Verilen Soru 1:
Akbelen'deki ağaç kesimini anlatan metne göre aşağıdaki soruları cevaplayın.
(a) Orman mühendisliğinden gelenler ölçüm yapınca çamların kaç yaşında olduğunu söylemiş?
(b) Köylüler Zeytin Yasası'nı hangi yıl öğrenmiş?
(c) Işık'a göre orman gitmiş olsa da içinde hâlâ duran en değerli şey nedir?
Verilen Soru 2: Akbelen'deki ağaç kesimini anlatan metni son cümlesinden sonra devam ettirin.

Işık, “Nöbet eylemi alanındaki az sayıda kalmış ağaçları işaret eden Işık, son haftaya kadar artık binlerce ağaç kesilmiş durumdaki tepeleri göstererek, “Görmüş olduğunuz dağ, bayır, her yer, tıpkı buradaki çamlar gibiydi. Üç yüz, iki yüz yıllık çamlar da vardı ki anıt ağaç diyoruz biz onlara. Yüz seksen, iki yüz yaşında dediler, orman mühendisliğinden gelip ölçümünü yaptılar”dedi.
İkizköy Çevre Komitesi Başkanı sözlerini, “Biz dört senedir şirket kaynaklı her türlü baskılarına maruz kaldık. Işıkdere’mizi (maden sahasında yok olmuş Işıkdere Köyü) aldılar, yok ettiler. Köylüye yasayı bilmediğinden dolayı zeytin ağaçlarını kestirdiler. Kendi elimizle kendi ağaçlarımızı kesmemizi sağladılar. Sonra 2019 yılında Zeytin Yasası’nı (Mustafa Kemal Atatürk'ün 1925 yılında biçimlendirdiği tarım kanunu doğrultusunda 1939 yılında kabul edilen kanun) öğrendik. Ormandaki haklarımızı öğrendik. Avukatlarla buluştuk. Ama onun öncesinde zaten şirket bizlere ihtarname gönderdiğinde biz çok kararlıydık. Artık madene verecek bir avuç toprağımız da yok. Köyümüz de yok diyerek yola çıktık. Sadece yalnızdık, ne yapacağımızı bilmiyorduk. Sonra Ankara’ya Meclis’e gittik. Hukuken haklarımızı aramaya başladık. Dört senedir burayı koruyoruz. Dört sene önce eğer bu mücadele başlamamış olsaydı şu an zaten burası yoktu” diye sürdürdü.
Köylüler olarak devlet eliyle kendi muhtarlarıyla da baskı altına alınmaya çalışıldıklarını anlatan Işık, “Artık çok ciddi psikolojik baskı altındayız, hem devlet tarafından hem de şirket tarafından yani burada devlet değil artık burada bir AKP hükümdarlığı görüyoruz biz. Bu kadar baskı, bu kadar eziyet, bu kadar katliam niçin? Niye bu kadar Akbelen’i yok etmekle inat etti birileri anlamış değiliz. Ama biz de inat ediyoruz. Bilsinler. Burayı kesmiş olabilirler. Daha görüyorsunuz kesilmeyen ağaçlarımız var. Biz köylüler olarak bu mücadeleyi bırakmayacağız. Evet ormanımız gitmiş olabilir ama içindeki en değerli kıymetli toprağı hala duruyor. O toprağın çürümemesi için buranın da öbür taraftaki cehennem çukuruna gibi olmaması için, dönüşmemesi için elimizden gelen her şeyi yapacağız” dedi.

Verilen Bilgiler:
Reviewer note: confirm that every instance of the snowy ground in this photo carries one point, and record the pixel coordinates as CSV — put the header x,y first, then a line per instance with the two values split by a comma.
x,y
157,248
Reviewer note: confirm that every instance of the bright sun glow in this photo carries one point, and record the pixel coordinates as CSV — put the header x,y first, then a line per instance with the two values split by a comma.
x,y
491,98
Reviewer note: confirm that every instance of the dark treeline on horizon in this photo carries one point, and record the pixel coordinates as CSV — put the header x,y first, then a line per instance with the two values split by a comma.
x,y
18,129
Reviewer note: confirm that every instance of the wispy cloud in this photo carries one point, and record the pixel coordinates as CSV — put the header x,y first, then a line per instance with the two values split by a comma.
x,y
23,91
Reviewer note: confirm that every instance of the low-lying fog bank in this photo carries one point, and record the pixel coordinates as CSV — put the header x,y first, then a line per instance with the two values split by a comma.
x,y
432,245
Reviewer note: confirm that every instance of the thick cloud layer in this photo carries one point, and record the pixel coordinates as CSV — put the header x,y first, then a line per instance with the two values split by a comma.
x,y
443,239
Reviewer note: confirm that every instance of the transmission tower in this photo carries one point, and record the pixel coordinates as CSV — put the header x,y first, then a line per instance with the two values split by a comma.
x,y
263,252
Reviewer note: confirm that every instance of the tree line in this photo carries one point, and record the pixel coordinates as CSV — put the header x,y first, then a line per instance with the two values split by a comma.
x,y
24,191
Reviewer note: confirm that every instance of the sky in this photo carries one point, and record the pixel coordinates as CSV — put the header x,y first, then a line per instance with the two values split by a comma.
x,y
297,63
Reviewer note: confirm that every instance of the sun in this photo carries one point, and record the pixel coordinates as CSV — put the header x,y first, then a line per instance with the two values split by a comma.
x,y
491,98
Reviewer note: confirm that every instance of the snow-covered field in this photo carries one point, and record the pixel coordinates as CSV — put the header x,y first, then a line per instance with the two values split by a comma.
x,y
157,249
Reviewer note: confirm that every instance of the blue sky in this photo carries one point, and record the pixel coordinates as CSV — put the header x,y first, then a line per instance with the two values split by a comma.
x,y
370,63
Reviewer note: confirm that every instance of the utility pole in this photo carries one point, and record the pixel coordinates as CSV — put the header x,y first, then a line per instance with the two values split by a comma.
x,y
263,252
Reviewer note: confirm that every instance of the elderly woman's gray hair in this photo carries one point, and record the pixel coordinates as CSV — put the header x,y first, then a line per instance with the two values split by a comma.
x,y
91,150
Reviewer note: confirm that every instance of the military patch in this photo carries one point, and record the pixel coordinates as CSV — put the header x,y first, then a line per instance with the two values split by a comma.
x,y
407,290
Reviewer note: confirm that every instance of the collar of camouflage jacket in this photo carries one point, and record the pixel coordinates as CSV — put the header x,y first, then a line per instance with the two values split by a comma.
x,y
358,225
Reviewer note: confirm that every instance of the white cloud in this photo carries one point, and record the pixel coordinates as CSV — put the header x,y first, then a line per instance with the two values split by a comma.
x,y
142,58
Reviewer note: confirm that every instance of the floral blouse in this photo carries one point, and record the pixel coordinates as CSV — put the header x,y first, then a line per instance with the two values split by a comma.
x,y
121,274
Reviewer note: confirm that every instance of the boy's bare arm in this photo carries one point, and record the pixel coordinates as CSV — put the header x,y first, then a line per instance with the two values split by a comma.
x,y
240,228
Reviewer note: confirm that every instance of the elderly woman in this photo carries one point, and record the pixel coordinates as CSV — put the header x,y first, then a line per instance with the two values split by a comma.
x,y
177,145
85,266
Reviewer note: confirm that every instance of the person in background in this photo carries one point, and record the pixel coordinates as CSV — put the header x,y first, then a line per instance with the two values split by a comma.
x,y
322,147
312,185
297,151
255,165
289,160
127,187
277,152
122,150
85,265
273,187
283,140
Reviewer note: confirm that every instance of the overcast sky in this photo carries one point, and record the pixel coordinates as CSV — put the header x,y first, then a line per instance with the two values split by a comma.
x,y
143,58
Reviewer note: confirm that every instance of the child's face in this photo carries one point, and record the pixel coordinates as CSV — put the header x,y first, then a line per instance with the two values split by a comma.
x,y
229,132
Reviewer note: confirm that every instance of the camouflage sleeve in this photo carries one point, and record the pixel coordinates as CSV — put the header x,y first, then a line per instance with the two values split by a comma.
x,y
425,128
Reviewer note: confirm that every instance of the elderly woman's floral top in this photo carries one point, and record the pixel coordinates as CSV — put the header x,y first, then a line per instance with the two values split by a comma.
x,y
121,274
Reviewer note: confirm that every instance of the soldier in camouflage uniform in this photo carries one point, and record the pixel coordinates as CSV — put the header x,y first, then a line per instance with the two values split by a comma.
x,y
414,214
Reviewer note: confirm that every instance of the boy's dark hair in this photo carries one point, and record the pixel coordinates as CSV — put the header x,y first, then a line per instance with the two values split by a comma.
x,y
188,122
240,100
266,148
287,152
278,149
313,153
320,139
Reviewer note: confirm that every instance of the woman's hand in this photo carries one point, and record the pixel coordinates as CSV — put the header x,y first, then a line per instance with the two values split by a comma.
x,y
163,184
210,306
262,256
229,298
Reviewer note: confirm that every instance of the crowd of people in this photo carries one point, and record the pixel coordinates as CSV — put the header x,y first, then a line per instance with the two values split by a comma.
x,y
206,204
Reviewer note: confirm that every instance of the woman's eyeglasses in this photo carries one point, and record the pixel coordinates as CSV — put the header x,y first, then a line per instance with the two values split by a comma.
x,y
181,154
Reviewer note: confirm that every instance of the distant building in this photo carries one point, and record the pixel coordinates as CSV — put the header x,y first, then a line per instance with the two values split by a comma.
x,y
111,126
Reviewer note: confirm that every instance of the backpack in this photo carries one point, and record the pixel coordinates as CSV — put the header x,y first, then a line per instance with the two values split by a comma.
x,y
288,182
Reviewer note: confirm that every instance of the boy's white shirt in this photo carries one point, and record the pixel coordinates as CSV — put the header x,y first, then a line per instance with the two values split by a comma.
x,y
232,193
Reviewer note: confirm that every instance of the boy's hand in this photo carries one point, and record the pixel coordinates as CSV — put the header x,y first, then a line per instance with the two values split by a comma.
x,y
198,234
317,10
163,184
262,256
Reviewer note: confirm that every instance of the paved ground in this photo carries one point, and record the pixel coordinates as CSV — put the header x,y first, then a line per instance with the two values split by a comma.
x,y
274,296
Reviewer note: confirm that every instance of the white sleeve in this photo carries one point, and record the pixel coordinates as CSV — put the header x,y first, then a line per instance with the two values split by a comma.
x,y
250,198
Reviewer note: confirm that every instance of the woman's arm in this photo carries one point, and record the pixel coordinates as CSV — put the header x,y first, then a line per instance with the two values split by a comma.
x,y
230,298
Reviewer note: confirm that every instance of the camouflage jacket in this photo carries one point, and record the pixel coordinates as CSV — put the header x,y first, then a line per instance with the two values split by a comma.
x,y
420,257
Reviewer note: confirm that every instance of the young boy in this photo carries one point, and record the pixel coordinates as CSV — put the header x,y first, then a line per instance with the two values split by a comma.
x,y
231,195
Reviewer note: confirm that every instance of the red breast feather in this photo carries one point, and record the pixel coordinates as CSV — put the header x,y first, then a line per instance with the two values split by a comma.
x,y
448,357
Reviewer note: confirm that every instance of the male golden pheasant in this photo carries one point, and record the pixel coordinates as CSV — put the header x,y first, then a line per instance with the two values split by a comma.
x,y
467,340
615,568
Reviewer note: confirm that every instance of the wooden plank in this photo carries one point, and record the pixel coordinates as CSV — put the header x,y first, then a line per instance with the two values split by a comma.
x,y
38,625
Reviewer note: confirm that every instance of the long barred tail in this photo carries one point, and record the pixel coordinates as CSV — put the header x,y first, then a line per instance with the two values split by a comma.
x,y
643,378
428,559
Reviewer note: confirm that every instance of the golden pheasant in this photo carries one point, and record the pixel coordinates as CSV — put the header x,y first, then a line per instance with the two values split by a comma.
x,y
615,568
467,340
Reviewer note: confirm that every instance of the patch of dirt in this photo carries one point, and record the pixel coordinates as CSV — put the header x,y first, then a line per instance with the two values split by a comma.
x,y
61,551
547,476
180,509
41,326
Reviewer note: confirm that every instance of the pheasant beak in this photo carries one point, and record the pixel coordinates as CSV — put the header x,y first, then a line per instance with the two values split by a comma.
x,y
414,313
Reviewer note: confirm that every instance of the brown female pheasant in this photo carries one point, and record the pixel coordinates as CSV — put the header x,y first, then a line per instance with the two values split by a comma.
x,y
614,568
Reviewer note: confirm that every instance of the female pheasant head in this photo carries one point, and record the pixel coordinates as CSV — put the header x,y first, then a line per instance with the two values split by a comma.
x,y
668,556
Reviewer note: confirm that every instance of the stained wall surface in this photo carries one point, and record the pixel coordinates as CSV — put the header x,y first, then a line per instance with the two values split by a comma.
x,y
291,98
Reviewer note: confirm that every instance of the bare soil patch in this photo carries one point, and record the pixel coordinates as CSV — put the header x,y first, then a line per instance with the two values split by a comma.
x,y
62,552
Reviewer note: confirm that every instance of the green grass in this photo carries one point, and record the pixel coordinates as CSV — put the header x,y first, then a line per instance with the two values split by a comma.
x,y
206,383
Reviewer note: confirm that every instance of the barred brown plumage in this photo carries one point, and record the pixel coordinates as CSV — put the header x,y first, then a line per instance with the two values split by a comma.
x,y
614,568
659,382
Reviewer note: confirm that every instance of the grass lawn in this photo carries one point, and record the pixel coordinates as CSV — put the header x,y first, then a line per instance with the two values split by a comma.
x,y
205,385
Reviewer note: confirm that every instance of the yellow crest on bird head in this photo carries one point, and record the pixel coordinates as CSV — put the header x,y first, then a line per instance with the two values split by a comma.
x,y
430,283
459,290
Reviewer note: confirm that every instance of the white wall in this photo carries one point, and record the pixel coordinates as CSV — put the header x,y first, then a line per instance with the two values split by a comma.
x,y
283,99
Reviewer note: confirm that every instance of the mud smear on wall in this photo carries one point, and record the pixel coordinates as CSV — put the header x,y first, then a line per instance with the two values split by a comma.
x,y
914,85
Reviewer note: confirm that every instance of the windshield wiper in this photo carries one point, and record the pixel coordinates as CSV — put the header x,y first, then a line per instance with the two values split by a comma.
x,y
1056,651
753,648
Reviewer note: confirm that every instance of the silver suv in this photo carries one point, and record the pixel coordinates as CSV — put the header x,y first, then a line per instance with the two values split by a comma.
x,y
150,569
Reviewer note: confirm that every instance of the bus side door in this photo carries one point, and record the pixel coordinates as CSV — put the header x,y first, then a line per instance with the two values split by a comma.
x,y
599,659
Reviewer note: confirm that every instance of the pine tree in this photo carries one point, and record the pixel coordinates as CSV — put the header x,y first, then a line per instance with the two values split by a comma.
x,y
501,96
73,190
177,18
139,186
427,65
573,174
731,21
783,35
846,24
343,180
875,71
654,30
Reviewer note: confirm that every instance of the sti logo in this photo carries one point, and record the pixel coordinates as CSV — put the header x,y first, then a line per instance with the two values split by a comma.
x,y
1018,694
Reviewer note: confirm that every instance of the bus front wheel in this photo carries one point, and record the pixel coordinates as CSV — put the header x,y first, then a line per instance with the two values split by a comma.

Alıştırma Cevabı 1:
(a) Yüz seksen, iki yüz yaşında.
(b) 2019 yılında.
(c) Ormanın içindeki en değerli, kıymetli toprak.

Alıştırma Cevabı 2:
Tüm Türkiye’ye de yeniden “Sesimize ses olsunlar” çağrısı yapan Necla Işık, Türkiye’nin imza attığı Paris İklim Değişikliği Anlaşması’na da aykırı davrandığını belirterek, “O imzasını attığı şeyin altında lütfen bir eyleme geçsinler artık onlar da. Bizim hepsinden talebimiz açık. Biz artık kırk senedir (termik santral kaynaklı maden sahası büyümesini anımsatıyor) bizi sömüren, emeğimizi sömüren ve bizi kendi insanımızla, kendi köylümüzle, kendi işçimizle karşı karşıya getiren bu sistemden bıktık, usandık artık. Muhtarlar inatla şirketi savunuyorlar. Bugün burada doğa, turizm gidiyor. Yani bizleri öldüren, kanser eden termik santraller mi kıymetli?” diye konuştu.
Akbelen için siyasetçiler de sahadaydı, yarın TBMM’de olacaklar
Bu arada CHP Genel Başkan Yardımcısı Semra Dinçer, CHP Muğla milletvekilleri Gizem Özcan ve Cumhur Uzun ile Akbelen Büyük Buluşması’ndaydı ve TBMM Genel Kurulu'nun Akbelen Ormanı gündemi ile yarın olağanüstü toplanacağını anımsattı.
“Buradaki ranta, yolsuzluğa, talana son vermek için Meclis'ten sesimizi yükselteceğiz, tüm Türkiye'ye anlatacağız” diyen Dinçer, Yeniköy-Kemerköy Termik Santrali kaynaklı Milas doğasındaki durumu, “740 dönüm arazi talan edildi. Bu arazinin talan edilmesinin ve ağaçların kesilmesinin ötesinde, rehabilite edeceklerini söylüyorlar. Bundan önce yaptıklarının hiçbirini rehabilite etmediler. Çünkü Sayıştay raporları rehabilite etmediklerini yazıyor zaten. Geçtiğimiz üç yıl içinde de yaklaşık 800 bin hektarlık alan ormanı yok ettiler” tepkisiyle aktardı.
EMEP Genel Başkan Yardımcısı ve İstanbul Milletvekili İskender Bayhan da sahadaki siyasetçilerden birisiydi.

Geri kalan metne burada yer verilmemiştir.